» **Do this**: In the worst films of 2016 list, repeat verbatim the part that opens with "Unfortunately, there were" and closes with "Read our review.".

» **Provided text**:
The Worst Films of 2016

All week, we at mxdwn will be looking back at what the cinema had to offer in 2016. Before we get to the good stuff and start celebrating the very best achievements of the year, our staff compiled a list of their absolute least favorite movies of 2016, our cinematic shame so to speak. Take a gander.

BATMAN V SUPERMAN: DAWN OF JUSTICE

Read our review and discussion.

Unfortunately, there were many bad movies this year, but Batman v Superman takes the cake. A mess of CGI, bad characterizations and with a rambling plot, Batman v Superman‘s horrible nature was mostly due to a bad script and terrible direction by Zack Snyder. It might have been saved by more inclusion of its two great female characters — Wonder Woman and Lois Lane. Instead we got several long, unimportant dream sequences and a weird villain whose plan didn’t make any sense.

-Kristen Santer

A BIGGER SPLASH

Read our review.

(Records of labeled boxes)

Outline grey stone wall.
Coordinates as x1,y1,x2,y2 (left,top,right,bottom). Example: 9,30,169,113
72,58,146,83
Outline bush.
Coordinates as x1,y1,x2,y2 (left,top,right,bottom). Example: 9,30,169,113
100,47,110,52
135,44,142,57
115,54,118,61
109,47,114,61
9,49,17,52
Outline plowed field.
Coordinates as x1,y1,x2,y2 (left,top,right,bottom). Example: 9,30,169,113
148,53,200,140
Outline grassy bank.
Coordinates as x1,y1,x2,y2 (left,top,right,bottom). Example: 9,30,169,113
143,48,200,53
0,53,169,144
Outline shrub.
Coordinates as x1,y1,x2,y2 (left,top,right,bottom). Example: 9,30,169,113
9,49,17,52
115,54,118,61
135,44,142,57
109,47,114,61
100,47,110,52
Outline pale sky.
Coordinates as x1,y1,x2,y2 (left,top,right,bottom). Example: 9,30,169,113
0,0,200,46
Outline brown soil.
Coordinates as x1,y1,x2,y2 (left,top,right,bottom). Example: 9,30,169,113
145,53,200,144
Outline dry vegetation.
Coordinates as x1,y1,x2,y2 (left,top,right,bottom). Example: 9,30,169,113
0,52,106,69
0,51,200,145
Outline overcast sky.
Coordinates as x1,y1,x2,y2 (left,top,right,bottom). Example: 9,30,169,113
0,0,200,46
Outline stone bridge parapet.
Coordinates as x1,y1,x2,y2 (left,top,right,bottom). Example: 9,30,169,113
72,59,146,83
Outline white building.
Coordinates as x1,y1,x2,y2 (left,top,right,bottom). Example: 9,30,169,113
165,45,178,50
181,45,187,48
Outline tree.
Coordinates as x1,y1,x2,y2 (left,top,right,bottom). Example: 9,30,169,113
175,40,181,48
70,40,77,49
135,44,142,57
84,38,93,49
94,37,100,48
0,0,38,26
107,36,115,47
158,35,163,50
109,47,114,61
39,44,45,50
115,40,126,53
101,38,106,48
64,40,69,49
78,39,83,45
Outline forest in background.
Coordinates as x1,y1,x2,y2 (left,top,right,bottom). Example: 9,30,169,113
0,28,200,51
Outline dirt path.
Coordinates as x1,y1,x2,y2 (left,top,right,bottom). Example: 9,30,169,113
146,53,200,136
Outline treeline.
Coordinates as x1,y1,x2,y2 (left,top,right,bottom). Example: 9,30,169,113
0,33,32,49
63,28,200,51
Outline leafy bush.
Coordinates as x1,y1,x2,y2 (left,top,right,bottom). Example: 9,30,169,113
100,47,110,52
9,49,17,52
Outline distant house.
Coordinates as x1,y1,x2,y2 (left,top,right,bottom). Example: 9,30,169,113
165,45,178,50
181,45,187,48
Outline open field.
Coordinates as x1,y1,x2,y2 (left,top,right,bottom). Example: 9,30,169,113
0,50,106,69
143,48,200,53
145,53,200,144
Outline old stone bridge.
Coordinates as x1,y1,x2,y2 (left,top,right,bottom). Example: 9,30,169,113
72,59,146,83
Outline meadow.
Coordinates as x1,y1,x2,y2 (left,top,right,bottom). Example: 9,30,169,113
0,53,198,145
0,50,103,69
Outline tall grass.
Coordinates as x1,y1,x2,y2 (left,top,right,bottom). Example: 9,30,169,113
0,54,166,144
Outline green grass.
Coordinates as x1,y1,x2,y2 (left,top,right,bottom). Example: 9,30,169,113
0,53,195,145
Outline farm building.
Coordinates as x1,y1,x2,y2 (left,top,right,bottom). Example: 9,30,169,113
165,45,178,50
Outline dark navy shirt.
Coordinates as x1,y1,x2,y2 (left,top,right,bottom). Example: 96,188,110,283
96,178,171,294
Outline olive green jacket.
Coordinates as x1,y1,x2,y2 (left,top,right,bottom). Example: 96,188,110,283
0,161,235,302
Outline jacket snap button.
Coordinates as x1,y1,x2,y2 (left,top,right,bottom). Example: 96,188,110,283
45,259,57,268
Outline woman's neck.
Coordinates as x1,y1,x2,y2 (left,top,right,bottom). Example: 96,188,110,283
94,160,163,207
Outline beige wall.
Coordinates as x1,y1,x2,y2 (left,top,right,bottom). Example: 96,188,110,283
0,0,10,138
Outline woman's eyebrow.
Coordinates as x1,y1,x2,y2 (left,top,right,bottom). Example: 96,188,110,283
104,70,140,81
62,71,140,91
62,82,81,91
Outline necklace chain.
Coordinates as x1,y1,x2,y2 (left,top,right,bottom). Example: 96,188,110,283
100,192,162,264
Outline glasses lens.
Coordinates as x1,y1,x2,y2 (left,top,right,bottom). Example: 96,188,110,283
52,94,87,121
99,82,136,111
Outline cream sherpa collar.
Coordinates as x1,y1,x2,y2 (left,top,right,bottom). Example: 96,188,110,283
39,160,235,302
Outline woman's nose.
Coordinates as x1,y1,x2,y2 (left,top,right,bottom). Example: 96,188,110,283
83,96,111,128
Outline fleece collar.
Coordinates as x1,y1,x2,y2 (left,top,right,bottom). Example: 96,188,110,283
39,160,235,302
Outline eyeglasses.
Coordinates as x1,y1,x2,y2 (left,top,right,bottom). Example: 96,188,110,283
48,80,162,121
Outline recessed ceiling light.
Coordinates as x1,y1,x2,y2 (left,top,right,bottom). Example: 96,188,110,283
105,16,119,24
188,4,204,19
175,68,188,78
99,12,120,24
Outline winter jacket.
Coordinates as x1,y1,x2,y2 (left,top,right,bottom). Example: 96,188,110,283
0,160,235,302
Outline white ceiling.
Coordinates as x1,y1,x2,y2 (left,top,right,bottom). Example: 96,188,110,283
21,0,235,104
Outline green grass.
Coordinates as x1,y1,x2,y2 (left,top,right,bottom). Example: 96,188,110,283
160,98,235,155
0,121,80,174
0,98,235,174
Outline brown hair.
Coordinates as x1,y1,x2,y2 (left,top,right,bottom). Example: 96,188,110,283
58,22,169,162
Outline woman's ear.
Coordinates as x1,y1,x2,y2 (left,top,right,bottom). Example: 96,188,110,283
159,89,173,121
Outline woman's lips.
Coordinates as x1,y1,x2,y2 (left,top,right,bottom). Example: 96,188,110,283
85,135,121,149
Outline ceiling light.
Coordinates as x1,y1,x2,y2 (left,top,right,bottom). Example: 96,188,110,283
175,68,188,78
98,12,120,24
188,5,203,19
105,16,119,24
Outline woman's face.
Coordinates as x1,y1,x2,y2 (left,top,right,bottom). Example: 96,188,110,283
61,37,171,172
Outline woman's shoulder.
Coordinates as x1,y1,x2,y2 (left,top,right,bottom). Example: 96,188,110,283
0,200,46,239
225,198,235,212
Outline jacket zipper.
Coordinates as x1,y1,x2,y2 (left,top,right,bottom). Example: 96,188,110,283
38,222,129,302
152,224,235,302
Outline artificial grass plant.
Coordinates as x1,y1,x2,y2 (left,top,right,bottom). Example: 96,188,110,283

» **Output of the task**:
Unfortunately, there were many bad movies this year, but Batman v Superman takes the cake. A mess of CGI, bad characterizations and with a rambling plot, Batman v Superman‘s horrible nature was mostly due to a bad script and terrible direction by Zack Snyder. It might have been saved by more inclusion of its two great female characters — Wonder Woman and Lois Lane. Instead we got several long, unimportant dream sequences and a weird villain whose plan didn’t make any sense.

-Kristen Santer

A BIGGER SPLASH

Read our review.